Excerpted text>
[START]

The time is early evening, the scene is a TGV leaving Lyons for Paris. A prosperous-looking business man calls his wife on his mobile phone. "Sorry, cherie," he announces to the whole carriage. "The meeting is running late. I have to stay in Lyons tonight."

A minute later he dials a different number. "Cherie?" he says, equally loudly. "Everything is fixed. My wife thinks I am in Lyons. I will meet you tonight at (such and such a restaurant)..."

The anecdote, recounted recently in a French magazine, proves that the mobile phone is adaptable to any culture. For a long time, it seemed, that France would resist the global temptation to be permanently in touch with the rest of the world. But the country is now falling for the mobile in a big way: there were 862,000 new subscriptions last month alone, many of them Christmas presents. The phone operating companies forecast that the number of users will double by the end of this year to 10,000,000.

Atrocity stories abound. One of the most terrifying sights in Paris is to see cars hurtling into the automotive jacuzzi at the Etoile while their drivers chat on the phone. A university professor complained recently that he had been interrupted 37 times by mobile beeps during an hour-long lecture. Charles Aznavour broke off in mid-song at a concert at the Olympia in November to plead with a member of the audience to answer his phone.

A number of fashionable Parisian restaurants, notably the Brasserie Lipp at St Germain des Pres, have banned mobiles completely. At another restaurant, the Floralie, near the Bourse, the proprietor has resorted to blowing a whistle when the sound of the beeping, and the disembodied conversations, becomes unbearable. At Chez Bibi, also close to the Bourse, the proprietor received a call from a man sitting at one of his tables, complaining that he was still waiting for his food.

An opinion poll for the newspaper Le Parisien has revealed that a majority of French people would like to see a ban on the use of mobile phones in public places, similar to the existing law restricting smoking. Of those polled, 87 per cent wanted the mobile to be banned in theatres and cinemas, 81 per cent in restaurants, 74 per cent at sporting events, 66 per cent in public transport and 64 per cent in cars.

Curiously, the belated conversion of the French to the mobile phone - there are still only half as many in circulation as in Britain, a quarter of the density in the Scandinavian countries - is a case of history repeating itself. Until the early 1980s, France had the lowest proportion of fixed phones of any developed country. This was a case of the French love of conversation struggling against the French worship of privacy. Only 75 per cent of households had a phone in 1983; the figure has now risen to 94 per cent.

The resistance to the mobile has been dissolved more rapidly, partly because of a price-war between operators which has brought the cost crashing down. Early legislation to curb the mobile seems unlikely. If France follows the pattern of other countries, behaviour should improve once the first flush of novelty wears away.

[END]

Data section>
[START]

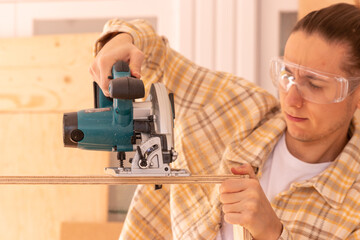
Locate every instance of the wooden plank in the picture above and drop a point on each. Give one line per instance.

[END]

The request>
Retype the passage from the mobile phone article exactly, starting with "The anecdote, recounted" and going on through "year to 10,000,000.".

Response for this exercise>
The anecdote, recounted recently in a French magazine, proves that the mobile phone is adaptable to any culture. For a long time, it seemed, that France would resist the global temptation to be permanently in touch with the rest of the world. But the country is now falling for the mobile in a big way: there were 862,000 new subscriptions last month alone, many of them Christmas presents. The phone operating companies forecast that the number of users will double by the end of this year to 10,000,000.